▶ OBJETIVO DO EXERCÍCIO: Reproduza as linhas a seguir sem alterar nada.

▶ Entradas sobre a localização de coisas nomeadas:
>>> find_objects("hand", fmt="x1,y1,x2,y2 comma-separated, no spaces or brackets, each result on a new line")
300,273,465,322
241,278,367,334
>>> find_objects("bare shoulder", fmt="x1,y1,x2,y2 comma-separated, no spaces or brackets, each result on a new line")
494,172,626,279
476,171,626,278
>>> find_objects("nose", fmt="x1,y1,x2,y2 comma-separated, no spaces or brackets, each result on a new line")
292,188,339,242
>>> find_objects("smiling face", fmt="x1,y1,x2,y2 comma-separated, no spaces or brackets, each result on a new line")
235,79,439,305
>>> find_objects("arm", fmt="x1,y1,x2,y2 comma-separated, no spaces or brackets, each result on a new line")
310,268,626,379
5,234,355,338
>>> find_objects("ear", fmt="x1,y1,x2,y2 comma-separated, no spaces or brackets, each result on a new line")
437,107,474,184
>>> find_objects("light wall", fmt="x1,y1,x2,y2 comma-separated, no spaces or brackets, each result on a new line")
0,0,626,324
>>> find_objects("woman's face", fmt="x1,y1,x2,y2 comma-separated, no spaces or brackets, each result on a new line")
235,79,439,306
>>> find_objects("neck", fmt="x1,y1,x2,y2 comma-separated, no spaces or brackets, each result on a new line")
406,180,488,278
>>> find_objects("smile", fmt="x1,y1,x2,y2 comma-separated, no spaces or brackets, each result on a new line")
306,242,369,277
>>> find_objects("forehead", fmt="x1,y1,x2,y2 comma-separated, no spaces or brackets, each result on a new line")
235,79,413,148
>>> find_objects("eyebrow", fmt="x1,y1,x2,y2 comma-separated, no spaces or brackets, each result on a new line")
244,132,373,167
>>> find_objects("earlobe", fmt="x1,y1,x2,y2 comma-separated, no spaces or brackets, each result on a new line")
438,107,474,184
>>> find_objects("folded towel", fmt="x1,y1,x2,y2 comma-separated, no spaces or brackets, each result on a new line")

▶ RESULTADO:
>>> find_objects("hand", fmt="x1,y1,x2,y2 comma-separated, no spaces or brackets, each result on a new line")
300,273,465,322
241,278,367,334
>>> find_objects("bare shoulder", fmt="x1,y1,x2,y2 comma-separated, no spaces or brackets, each result on a new line")
494,172,626,279
476,171,626,278
>>> find_objects("nose", fmt="x1,y1,x2,y2 comma-separated, no spaces or brackets, each result on a new line")
292,188,339,242
>>> find_objects("smiling face", fmt="x1,y1,x2,y2 comma-separated, no spaces or brackets, each result on a new line")
235,79,439,305
>>> find_objects("arm", fmt="x1,y1,x2,y2 comma-separated, no spaces or brackets, each result on a new line")
310,268,626,379
5,234,355,338
>>> find_objects("ear", fmt="x1,y1,x2,y2 comma-separated, no spaces or brackets, each result on a new line")
437,107,474,184
>>> find_objects("light wall", fmt="x1,y1,x2,y2 comma-separated, no spaces or brackets, each result on a new line")
0,0,626,324
>>> find_objects("woman's face", fmt="x1,y1,x2,y2 comma-separated, no spaces or brackets, each result on a new line")
235,79,439,306
>>> find_objects("neck", fmt="x1,y1,x2,y2 comma-separated, no spaces or brackets, each result on a new line")
406,180,488,278
>>> find_objects("smile", fmt="x1,y1,x2,y2 comma-separated, no spaces or brackets, each result on a new line")
306,242,369,277
>>> find_objects("forehead", fmt="x1,y1,x2,y2 comma-separated, no spaces or brackets, each result on a new line")
235,79,413,148
>>> find_objects("eyebrow", fmt="x1,y1,x2,y2 comma-separated, no spaces or brackets, each result on a new line")
244,132,373,167
>>> find_objects("earlobe", fmt="x1,y1,x2,y2 comma-separated, no spaces or brackets, each result on a new line")
438,107,474,184
>>> find_objects("folded towel", fmt="x1,y1,x2,y2 comma-separated, no spaces or brackets, each result on a new line")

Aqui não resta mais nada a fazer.